### Vorliegender Text ###

Das ist eher mit Phänomenen vergleichbar, wie das einige Leute _der Backup_ und andere _das Backup _sagen, weil das Ursprungswort den Genus halt nicht mitliefert. Früher hat man bei Lateinischen Lehnwörtern lateinisch dekliniert, so schrieb Grimm über die _Conjugation der Verb*orum*_ und nicht der _Verb*en*_. Seit man aber versucht, die Deklination anzupassen, entstehen halt ab und zu Schwankungen.


----------



## bearded

tatüta said:


> wer viel hat, will keine Schwäche zeigen


...und verwendet deshalb meistens die 'starke' Deklination.


----------



## Demiurg

bearded said:


> ...und verwendet deshalb meistens die 'starke' Deklination.


... außer es handelt sich um einen Autoren.


----------



## tatüta

berndf said:


> Ich weiss nicht so ganz, ob das vergleichbar ist. Hier geht es nicht um ein soziolinguistisches Phänomen, sondern einfach darum, das bestimmte Lehnwörter sich der reibungslosen Einordnung in Deklinationsmuster widersetzen und es darum zu schwankendem Gebrauch kommt.
> 
> Das ist eher mit Phänomenen vergleichbar, wie das einige Leute _der Backup_ und andere _das Backup _sagen, weil das Ursprungswort den Genus halt nicht mitliefert. Früher hat man bei Lateinischen Lehnwörtern lateinisch dekliniert, so schrieb Grimm über die _Conjugation der Verb*orum*_ und nicht der _Verb*en*_. Seit man aber versucht, die Deklination anzupassen, entstehen halt ab und zu Schwankungen.


 
Hm. Aus meiner Sicht ist es durchaus vergleichbar, lebendige Sprache widersetzt sich Mustern, zugleich werden Muster von der lebendigen Sprache abgeleitet; in diesem Spektrum kommt es zu Schwankungen und Regelmäßigkeiten. Muttersprachler nehmen den schwankenden Gebrauch jedoch meist nicht bewusst wahr und setzen sich auch nicht mit logischen Erklärungen auseinander: sie haben zwei Muster im Kopf, die an bestimmten Stellen ineinanderlaufen oder verschwommen sind. A.d.G. werden Urteile oft mithilfe außersprachlicher Kriterien gefällt.

###

## Aufgabe A
Warum sagen laut dem Text zur Deklination von Lehnwörtern einige Leute „der Backup“ und andere „das Backup“?

### Zu bearbeitende Daten ###

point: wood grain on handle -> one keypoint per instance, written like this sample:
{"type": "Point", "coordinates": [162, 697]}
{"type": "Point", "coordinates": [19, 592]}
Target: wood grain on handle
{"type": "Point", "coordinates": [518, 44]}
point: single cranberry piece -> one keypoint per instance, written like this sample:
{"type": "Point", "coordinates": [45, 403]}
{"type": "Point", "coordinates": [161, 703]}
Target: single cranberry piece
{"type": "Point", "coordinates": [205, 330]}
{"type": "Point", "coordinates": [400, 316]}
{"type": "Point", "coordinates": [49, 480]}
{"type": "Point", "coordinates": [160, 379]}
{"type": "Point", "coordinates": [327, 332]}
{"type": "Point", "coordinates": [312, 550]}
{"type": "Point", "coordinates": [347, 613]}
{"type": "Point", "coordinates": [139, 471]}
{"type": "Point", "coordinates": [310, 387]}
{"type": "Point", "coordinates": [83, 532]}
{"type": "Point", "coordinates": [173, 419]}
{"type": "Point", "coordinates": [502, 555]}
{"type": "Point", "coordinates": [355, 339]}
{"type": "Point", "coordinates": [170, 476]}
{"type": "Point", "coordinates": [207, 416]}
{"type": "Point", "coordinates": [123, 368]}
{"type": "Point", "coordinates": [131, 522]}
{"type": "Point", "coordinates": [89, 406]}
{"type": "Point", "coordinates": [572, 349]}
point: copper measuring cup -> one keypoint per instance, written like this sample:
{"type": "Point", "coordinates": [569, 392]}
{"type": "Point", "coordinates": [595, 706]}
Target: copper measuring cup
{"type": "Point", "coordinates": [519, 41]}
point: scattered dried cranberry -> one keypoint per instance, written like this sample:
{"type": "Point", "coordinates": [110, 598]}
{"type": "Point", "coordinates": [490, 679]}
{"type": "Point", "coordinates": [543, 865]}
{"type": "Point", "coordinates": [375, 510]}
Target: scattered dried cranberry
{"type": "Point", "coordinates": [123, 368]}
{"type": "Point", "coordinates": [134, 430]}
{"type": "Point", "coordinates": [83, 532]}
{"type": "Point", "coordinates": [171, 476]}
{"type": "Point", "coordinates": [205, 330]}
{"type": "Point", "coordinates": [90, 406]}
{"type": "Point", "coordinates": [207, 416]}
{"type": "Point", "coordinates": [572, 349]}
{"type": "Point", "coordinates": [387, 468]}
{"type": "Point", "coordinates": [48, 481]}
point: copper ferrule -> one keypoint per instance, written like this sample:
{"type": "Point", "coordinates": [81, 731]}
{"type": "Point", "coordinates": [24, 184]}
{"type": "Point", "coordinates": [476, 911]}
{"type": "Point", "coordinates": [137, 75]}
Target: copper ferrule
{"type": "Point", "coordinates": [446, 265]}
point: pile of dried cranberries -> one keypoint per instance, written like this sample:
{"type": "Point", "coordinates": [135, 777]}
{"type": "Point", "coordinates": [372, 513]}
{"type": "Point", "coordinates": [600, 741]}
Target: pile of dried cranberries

###

## Aufgabe B
Finde in den Datensätzen alle Zeilen, in denen die Zeichenfolge „written“ vorkommt, und gib jede dieser Zeilen unverändert wieder.

## Lösung A
Weil das Ursprungswort das Genus nicht mitliefert.

## Lösung B
point: wood grain on handle -> one keypoint per instance, written like this sample:
point: single cranberry piece -> one keypoint per instance, written like this sample:
point: copper measuring cup -> one keypoint per instance, written like this sample:
point: scattered dried cranberry -> one keypoint per instance, written like this sample:
point: copper ferrule -> one keypoint per instance, written like this sample:
point: pile of dried cranberries -> one keypoint per instance, written like this sample:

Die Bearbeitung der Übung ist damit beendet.